=== EXERCISE INPUTS ===
* * * *

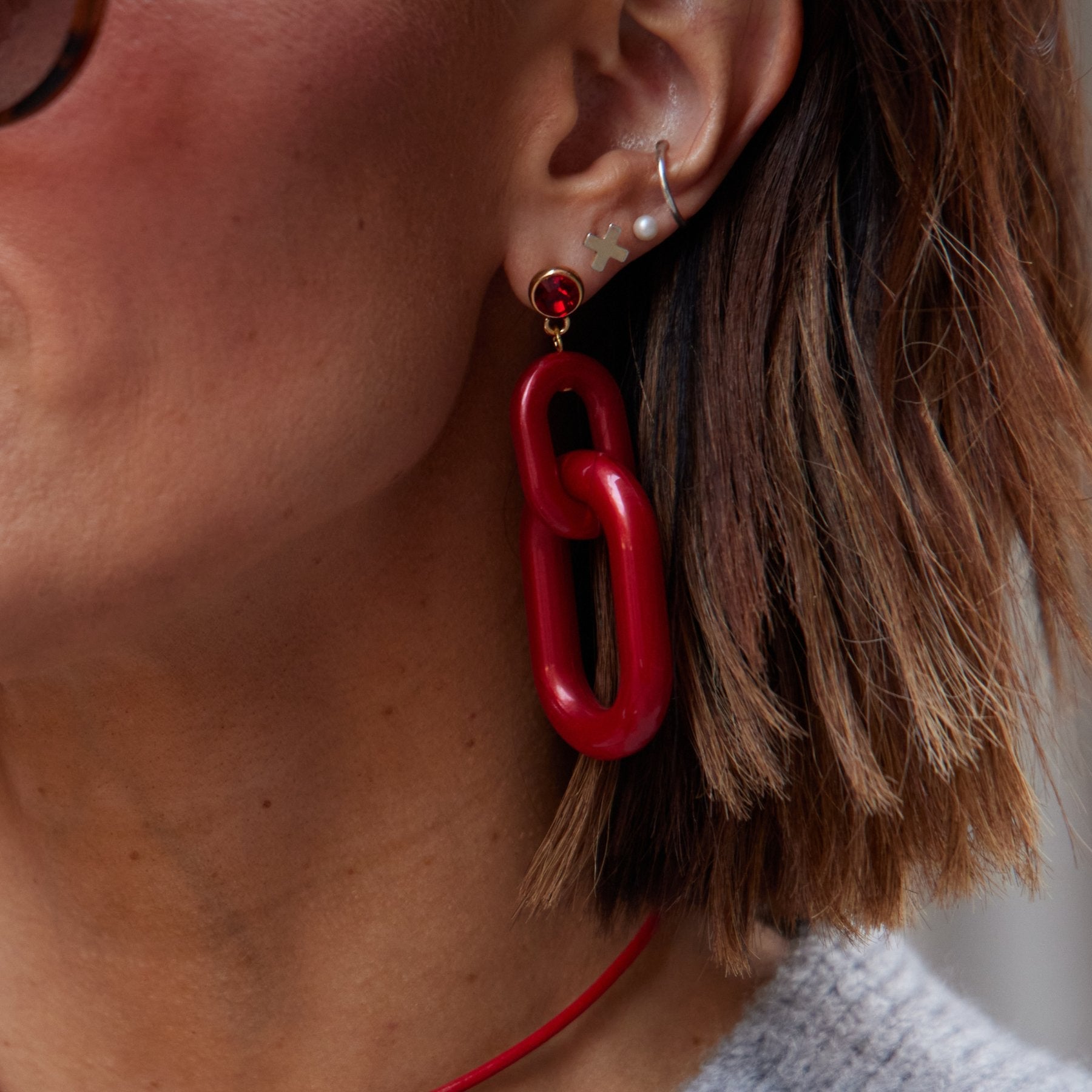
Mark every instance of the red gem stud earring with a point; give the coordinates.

* * * *

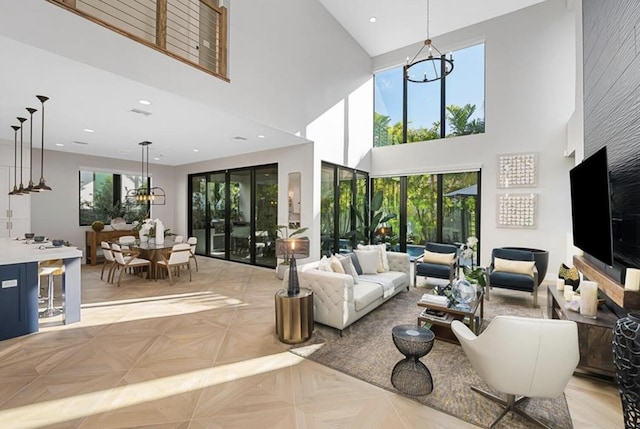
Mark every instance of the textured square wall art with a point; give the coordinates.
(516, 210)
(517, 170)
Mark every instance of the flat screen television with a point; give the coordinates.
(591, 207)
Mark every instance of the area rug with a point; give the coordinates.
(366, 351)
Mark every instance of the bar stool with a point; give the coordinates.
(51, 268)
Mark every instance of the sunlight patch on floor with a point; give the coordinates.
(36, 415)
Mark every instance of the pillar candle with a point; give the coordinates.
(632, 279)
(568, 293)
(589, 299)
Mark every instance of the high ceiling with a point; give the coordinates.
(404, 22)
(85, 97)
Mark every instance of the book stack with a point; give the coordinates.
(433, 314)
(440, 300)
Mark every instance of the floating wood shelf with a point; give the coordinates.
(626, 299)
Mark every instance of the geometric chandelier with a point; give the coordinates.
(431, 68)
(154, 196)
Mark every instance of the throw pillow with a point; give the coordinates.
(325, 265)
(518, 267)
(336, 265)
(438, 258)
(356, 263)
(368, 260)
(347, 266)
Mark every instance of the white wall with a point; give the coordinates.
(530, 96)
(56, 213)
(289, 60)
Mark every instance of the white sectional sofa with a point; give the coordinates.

* * * *

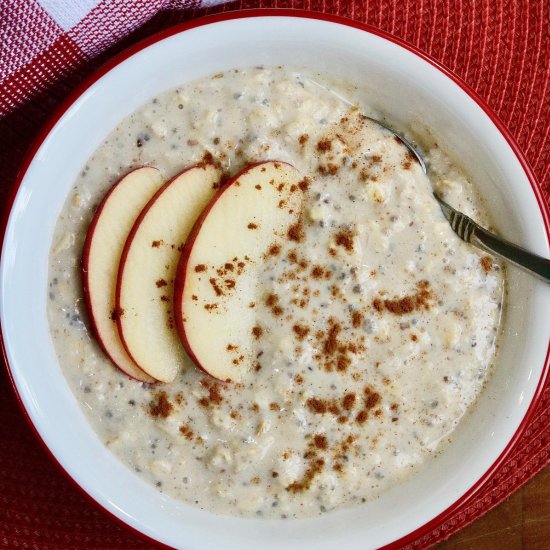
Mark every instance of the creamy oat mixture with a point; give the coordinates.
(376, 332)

* * * *

=== GIVEN TASK ===
Can you gather every line in the entries that contains the word "white"?

=== EXERCISE RESPONSE ===
Mark every instance of the white wall with a point; give the coordinates.
Mark every instance of the white sectional sofa with a point; give the coordinates.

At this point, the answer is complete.